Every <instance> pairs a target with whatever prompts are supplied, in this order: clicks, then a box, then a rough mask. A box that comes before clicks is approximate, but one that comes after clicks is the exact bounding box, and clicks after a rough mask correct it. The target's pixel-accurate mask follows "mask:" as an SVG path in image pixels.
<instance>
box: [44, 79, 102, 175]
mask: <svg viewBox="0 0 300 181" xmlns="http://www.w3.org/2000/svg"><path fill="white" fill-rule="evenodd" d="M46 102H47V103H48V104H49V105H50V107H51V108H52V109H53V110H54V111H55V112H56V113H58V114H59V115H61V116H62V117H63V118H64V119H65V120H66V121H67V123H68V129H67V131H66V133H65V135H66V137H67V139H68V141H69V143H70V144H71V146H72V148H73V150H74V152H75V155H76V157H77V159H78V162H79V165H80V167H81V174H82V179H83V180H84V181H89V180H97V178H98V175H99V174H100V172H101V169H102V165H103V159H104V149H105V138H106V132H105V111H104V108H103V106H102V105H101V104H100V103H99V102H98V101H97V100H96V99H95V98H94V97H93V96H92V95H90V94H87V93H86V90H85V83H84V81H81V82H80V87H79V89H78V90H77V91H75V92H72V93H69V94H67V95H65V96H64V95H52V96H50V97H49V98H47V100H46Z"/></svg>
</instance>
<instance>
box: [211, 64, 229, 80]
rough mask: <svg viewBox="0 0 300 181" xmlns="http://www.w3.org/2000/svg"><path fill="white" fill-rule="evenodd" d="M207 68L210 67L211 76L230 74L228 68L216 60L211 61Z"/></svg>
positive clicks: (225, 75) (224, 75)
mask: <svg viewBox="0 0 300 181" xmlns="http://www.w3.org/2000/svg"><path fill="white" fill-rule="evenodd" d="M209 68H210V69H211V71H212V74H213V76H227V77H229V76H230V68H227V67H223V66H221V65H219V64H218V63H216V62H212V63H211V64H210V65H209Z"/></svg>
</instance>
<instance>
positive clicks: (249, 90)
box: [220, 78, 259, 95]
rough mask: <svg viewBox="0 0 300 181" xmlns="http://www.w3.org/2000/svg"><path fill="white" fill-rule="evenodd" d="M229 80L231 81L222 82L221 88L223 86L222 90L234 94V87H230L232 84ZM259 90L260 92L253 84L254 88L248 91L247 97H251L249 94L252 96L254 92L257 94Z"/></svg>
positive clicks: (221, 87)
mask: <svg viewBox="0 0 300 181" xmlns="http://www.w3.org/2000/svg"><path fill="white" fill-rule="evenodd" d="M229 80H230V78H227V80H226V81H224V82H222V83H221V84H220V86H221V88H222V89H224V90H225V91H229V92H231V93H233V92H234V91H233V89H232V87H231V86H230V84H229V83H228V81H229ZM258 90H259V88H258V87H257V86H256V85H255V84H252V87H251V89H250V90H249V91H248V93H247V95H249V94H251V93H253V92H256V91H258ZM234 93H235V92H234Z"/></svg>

§ §

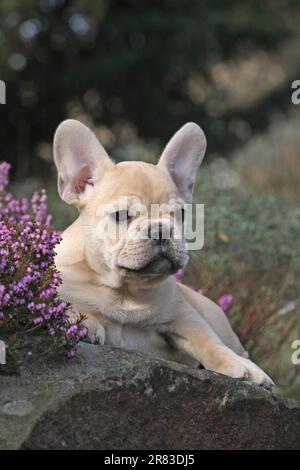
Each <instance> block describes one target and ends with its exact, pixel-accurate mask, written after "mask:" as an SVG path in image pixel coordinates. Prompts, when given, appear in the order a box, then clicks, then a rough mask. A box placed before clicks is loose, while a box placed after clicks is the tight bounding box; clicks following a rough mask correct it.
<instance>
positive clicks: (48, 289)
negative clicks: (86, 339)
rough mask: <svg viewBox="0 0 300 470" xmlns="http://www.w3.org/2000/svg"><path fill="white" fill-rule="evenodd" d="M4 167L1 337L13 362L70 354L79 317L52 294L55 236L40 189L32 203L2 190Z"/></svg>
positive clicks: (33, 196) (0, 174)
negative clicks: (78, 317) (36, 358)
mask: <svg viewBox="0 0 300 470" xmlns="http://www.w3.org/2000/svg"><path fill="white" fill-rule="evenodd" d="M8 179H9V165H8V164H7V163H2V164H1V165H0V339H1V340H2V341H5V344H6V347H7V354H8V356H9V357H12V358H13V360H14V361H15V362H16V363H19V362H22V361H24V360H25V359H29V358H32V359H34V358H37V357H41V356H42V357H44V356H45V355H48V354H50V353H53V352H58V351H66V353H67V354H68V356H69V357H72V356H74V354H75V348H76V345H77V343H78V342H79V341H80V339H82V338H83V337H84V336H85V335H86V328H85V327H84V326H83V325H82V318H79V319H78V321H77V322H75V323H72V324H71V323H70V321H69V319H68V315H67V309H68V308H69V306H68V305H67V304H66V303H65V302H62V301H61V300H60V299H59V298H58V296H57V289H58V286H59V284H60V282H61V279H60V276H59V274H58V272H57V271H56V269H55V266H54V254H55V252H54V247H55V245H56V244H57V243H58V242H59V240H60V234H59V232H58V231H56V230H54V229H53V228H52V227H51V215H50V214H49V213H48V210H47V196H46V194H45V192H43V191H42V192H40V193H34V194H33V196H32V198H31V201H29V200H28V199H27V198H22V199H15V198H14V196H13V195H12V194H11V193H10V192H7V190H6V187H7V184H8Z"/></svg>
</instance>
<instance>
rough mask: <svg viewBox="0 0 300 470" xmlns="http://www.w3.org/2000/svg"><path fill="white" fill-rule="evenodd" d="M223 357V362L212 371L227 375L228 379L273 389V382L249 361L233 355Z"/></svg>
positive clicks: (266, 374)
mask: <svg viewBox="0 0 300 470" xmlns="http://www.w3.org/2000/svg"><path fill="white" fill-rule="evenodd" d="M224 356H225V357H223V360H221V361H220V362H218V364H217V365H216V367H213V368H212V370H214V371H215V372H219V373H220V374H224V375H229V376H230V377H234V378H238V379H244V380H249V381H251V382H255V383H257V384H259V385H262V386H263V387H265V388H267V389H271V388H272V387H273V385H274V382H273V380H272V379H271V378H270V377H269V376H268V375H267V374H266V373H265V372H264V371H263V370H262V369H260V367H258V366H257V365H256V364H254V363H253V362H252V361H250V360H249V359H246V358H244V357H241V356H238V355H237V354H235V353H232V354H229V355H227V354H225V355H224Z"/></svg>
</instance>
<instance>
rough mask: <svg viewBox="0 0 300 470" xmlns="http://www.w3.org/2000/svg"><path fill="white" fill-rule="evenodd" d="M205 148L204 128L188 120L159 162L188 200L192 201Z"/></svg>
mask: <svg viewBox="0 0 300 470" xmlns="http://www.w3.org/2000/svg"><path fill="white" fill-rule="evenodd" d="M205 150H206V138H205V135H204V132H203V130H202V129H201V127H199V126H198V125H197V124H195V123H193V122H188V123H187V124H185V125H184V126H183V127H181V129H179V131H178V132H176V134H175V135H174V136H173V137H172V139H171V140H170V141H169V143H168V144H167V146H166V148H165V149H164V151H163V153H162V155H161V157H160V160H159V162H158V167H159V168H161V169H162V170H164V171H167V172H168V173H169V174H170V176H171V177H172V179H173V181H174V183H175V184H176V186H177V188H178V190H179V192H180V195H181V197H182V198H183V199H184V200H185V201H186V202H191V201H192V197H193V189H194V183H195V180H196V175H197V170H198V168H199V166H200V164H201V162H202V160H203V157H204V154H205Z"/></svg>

§ §

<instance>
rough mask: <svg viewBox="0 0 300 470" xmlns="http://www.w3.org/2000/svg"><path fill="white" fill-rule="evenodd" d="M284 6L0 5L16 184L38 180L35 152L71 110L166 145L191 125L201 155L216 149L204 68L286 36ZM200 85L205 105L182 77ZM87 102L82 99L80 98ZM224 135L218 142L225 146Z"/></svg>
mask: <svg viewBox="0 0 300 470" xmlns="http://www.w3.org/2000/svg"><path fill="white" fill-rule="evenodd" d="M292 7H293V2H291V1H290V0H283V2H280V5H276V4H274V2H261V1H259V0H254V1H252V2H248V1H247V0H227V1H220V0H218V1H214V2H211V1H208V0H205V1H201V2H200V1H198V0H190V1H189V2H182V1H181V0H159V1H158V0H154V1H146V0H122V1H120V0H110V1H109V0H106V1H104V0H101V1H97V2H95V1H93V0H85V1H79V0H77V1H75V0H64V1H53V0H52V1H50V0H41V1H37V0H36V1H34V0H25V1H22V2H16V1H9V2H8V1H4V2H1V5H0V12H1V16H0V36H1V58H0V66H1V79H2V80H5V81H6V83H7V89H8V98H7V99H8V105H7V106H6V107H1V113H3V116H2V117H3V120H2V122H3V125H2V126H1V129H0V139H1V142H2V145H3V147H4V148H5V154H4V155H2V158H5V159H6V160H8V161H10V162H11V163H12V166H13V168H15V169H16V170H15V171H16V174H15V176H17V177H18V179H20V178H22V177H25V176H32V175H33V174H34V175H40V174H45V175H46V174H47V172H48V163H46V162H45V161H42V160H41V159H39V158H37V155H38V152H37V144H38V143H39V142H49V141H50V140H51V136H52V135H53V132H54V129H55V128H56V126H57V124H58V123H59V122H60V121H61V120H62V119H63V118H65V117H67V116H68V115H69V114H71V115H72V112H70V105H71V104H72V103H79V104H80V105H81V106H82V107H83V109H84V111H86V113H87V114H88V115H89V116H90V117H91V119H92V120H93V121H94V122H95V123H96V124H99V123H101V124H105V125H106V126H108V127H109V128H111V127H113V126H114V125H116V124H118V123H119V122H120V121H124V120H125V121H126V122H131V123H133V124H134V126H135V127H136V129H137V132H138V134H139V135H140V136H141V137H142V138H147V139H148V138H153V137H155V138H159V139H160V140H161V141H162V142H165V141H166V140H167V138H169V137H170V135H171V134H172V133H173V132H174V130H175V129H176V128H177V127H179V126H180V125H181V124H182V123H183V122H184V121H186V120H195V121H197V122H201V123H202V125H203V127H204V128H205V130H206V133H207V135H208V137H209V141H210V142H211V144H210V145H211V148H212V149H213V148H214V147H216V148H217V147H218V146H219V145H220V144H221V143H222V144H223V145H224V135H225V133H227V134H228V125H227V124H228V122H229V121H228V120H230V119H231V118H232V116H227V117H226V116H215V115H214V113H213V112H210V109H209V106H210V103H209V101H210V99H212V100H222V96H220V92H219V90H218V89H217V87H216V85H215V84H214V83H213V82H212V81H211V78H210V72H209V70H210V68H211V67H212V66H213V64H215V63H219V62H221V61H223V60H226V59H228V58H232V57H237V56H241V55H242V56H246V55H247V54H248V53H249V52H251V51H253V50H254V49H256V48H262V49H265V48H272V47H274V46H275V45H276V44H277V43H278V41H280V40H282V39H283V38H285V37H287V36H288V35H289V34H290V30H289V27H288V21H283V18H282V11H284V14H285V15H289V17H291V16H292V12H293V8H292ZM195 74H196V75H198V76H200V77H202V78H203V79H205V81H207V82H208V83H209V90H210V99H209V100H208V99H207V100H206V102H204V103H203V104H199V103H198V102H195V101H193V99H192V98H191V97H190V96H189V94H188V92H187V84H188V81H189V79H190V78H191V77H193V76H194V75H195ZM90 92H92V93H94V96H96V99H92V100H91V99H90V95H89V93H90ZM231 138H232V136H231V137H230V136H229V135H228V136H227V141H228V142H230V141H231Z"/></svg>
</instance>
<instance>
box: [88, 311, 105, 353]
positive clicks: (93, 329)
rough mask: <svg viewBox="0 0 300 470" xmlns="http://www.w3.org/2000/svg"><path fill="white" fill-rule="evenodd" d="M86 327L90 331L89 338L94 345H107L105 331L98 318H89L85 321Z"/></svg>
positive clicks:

§ §

**PROMPT**. Express the data from the line containing "Each <instance> block" up to and including the line containing "positive clicks: (33, 196) (0, 174)" as a Markdown table with the columns Row and Line. Number each line in Row and omit blank lines.

**RESPONSE TO THE EXERCISE**.
| Row | Line |
|---|---|
| 1 | Each <instance> block describes one target and ends with its exact, pixel-accurate mask, written after "mask:" as an SVG path in image pixel coordinates. Prompts, when given, appear in the order a box, then clicks, then a rough mask. A box placed before clicks is loose, while a box placed after clicks is the tight bounding box; clicks following a rough mask correct it. |
| 2 | <instance> |
| 3 | positive clicks: (48, 289) |
| 4 | negative clicks: (86, 339) |
| 5 | rough mask: <svg viewBox="0 0 300 470" xmlns="http://www.w3.org/2000/svg"><path fill="white" fill-rule="evenodd" d="M4 167L1 337L13 362L70 354L79 317L52 294L55 236L40 189L32 203L2 190Z"/></svg> |
| 6 | positive clicks: (33, 196) (0, 174) |